Work item
Continue the proof about the abelian Yang–Mills component from its last sentence.

This implies that \(d_{V}^*F_{V}=0\) in \({\mathcal {D}}\setminus \mho \) iff \(d^*dV_{Z}=d^{*}_{V_{1}}F_{V_{1}}=0\) in \({\mathcal {D}}\setminus \mho \) and the lemma follows. \(\quad \square \)

We can deal with the abelian component \(A_{Z}\) directly by unique continuation.

Lemma 8

If \({\mathcal {D}}_{A_{Z}}={\mathcal {D}}_{B_{Z}}\), then there is \(u\in C^{\infty }({\mathbb {D}};{\mathbb {T}}^{r})\) with \(u(p)=\text { id}\) such that

$$\begin{aligned} B_{Z}=A_{Z}+u^{-1}du. \end{aligned}$$

Proof

It suffices to prove the claim for \(r=1\), i.e. in the case of the circle \(S^{1}\). To avoid cluttering the notation we drop the subscript \(``Z''\) during the proof. If the group is abelian, the Yang–Mills equations reduces to the Maxwell equation \(d^*F_{A}=0\), where \(F_{A}=dA\). Since \(dF_{A}=0\), the curvature satisfies \(\Box F_{A}=0\), where \(\Box =d^*d+dd^*\). The gauges \(u\in C^{\infty }({\mathbb {D}};S^{1})\) all have the form \(u=e^{i\phi }\) for \(\phi \) a real-valued function since \({\mathbb {D}}\) is simply connected.

Input data
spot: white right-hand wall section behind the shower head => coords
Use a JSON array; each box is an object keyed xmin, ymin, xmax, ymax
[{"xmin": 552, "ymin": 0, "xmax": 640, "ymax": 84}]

Reply to the task
Since \(A\in {\mathcal {D}}_{A}={\mathcal {D}}_{B}\), there is V with \(d^*F_{V}=0\) in \({\mathbb {D}}\setminus \mho \), \(V\sim B\) near \(\partial ^- {\mathbb {D}}\) and \(A|_{\mho }=V|_{\mho }\). Thus \(d^*F_{V}=0\) in \({\mathbb {D}}\). It follows that \(\Box (F_{A}-F_{V})=0\) in \({\mathbb {D}}\) and \(F_{A}=F_{V}\) in \(\mho \) and by Holmgren’s unique continuation principle, \(F_{A}=F_{V}\) in \({\mathbb {D}}\), i.e. \(d(A-V)=0\). Since \({\mathbb {D}}\) is simply connected, A and V are gauge equivalent in \({\mathbb {D}}\). But since \(V\sim B\) near \(\partial ^- {\mathbb {D}}\), it follows that A and B are gauge equivalent near \(\partial ^- {\mathbb {D}}\). Proposition 10 implies now that A and B are gauge equivalent in the whole \({\mathbb {D}}\). \(\quad \square \)

We are now ready to prove our main result.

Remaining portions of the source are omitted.